The Senate Deal: The Price of Everything

December 20, 2009

The CBO finally scored the redrafted Senate health care bill, saying it will cost $871 billion over the next ten years. Not that anybody waited for the numbers before cutting a deal. This was never really about the numbers. It was about coming in below an arbitrary figure and passing the bill by an arbitrary date.

The CBO Director’s Blog writes that  “(t)he changes with the largest budgetary effects include expanding eligibility for a small business tax credit; increasing penalties on certain uninsured people; replacing the ‘public plan’ … with ‘multi-state’ plans  … deleting provisions that would increase payment rates for physicians under Medicare; and increasing the payroll tax on higher-income individuals and families.”

In other words, the bill now has more breaks for business but harsher punishment for uninsured individuals, it eliminates the already-weakened public option, it pays doctors less – and it costs the Federal government $23 billion more.

Hey, what’s not to love?

The idea of raising payroll taxes on higher earners is a good one.  But if you take that new revenue, add the unfair tax on higher-cost benefit plans (studies demonstrate its unfairness), throw in the pay cut for doctors, and toss the higher individual penalties on top of that, it still doesn’t offset the fiscal recklessness behind killing the public option.

Why would the public plan have saved the government money?  Because, as the CBO puts it, “it was expected to exert some downward pressure on the premiums of the lower-cost plans to which those subsidies would be tied. ”  In other words, it would have made other insurance cheaper by creating real competition.  If it’s costing the government this much money to lose the public option, can you imagine what it’s costing the rest of us as individuals?

Remember: the CBO score doesn’t include the personal value of  these policies for each of us. The Senate’s new bill won’t just increase the Federal budget. We’ll also pay higher premiums because we lost the public option, and face more out-of-pocket payments from the excise tax.    Wasn’t it Oscar Wilde who said a cynic is someone who “knows the price of everything and the value of nothing”? It’s pragmatic to take the best deal you can get, but it’s cynical to avoid the battle and then claim it’s the best deal you can get.  The main thing dividing progressives right now is that some see pragmatism and others see cynicism.

* _Provided information_

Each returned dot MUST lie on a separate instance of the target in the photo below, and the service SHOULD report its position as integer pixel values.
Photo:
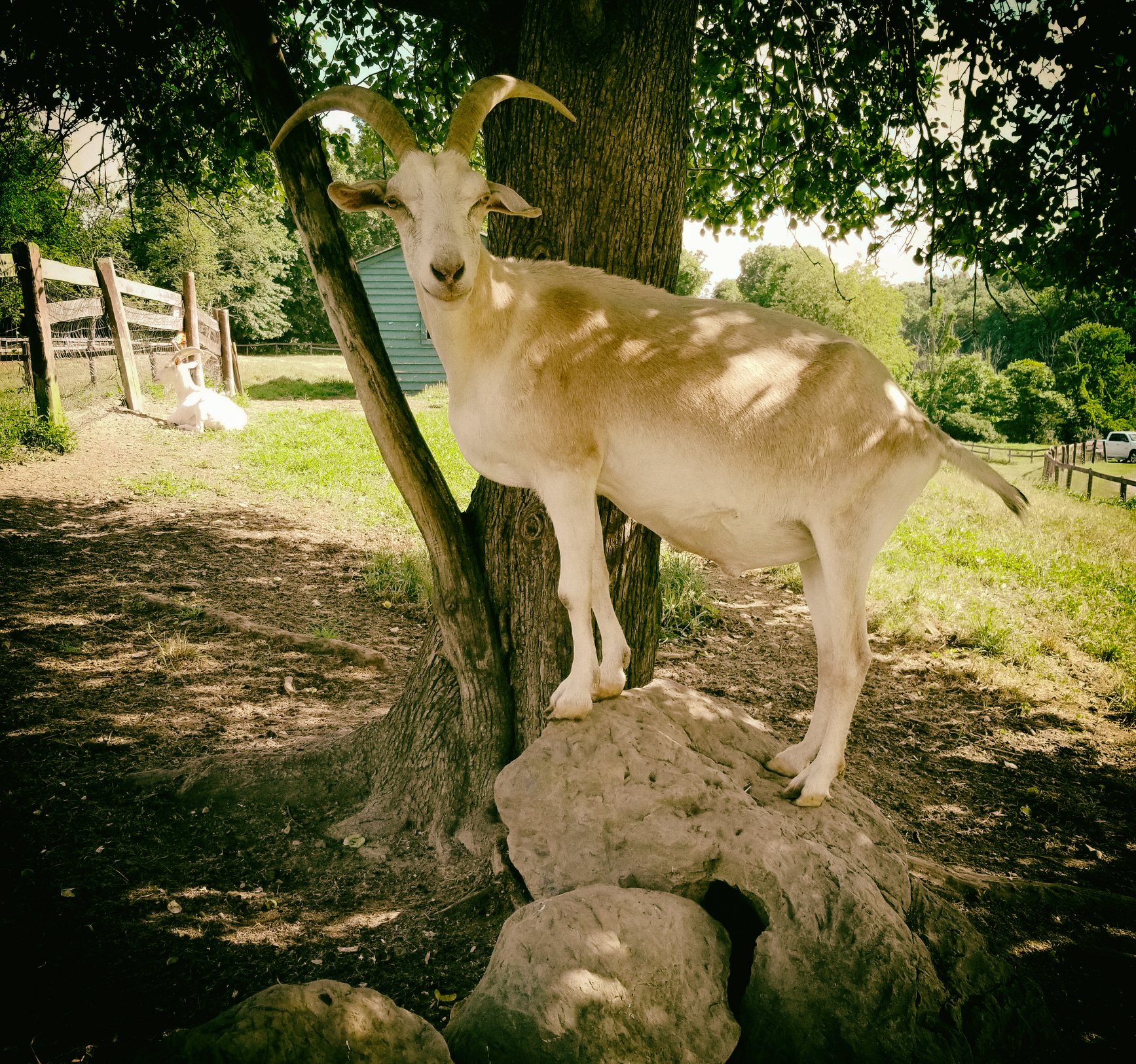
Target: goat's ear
(361, 196)
(505, 201)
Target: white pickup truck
(1120, 448)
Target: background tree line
(987, 361)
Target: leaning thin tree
(479, 689)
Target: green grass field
(959, 576)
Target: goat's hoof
(566, 710)
(570, 703)
(791, 762)
(610, 688)
(809, 788)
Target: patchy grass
(686, 591)
(331, 454)
(960, 572)
(293, 388)
(399, 577)
(175, 651)
(258, 369)
(22, 431)
(164, 484)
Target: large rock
(664, 788)
(323, 1022)
(601, 974)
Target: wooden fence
(289, 346)
(1009, 451)
(39, 349)
(1068, 462)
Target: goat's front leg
(570, 504)
(616, 652)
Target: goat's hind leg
(793, 760)
(842, 658)
(616, 652)
(572, 507)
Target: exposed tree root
(363, 655)
(968, 884)
(411, 769)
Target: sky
(724, 252)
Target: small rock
(601, 974)
(185, 586)
(315, 1025)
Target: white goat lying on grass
(742, 434)
(198, 408)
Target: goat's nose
(448, 272)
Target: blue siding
(392, 299)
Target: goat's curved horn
(377, 111)
(481, 98)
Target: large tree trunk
(612, 189)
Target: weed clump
(686, 606)
(399, 577)
(22, 430)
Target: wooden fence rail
(1068, 451)
(1009, 451)
(40, 315)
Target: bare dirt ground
(128, 914)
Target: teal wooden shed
(400, 321)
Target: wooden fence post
(90, 354)
(190, 326)
(227, 352)
(120, 332)
(38, 327)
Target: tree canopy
(997, 124)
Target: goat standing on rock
(742, 434)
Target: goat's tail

* _The task_
The post on the Senate health care deal quotes the CBO Director's Blog. List every change that this quote names as having the largest budgetary effects.

* _Reply to the exercise_
- Expanding eligibility for a small business tax credit
- Increasing penalties on certain uninsured people
- Replacing the "public plan" with "multi-state" plans
- Deleting provisions that would increase payment rates for physicians under Medicare
- Increasing the payroll tax on higher-income individuals and families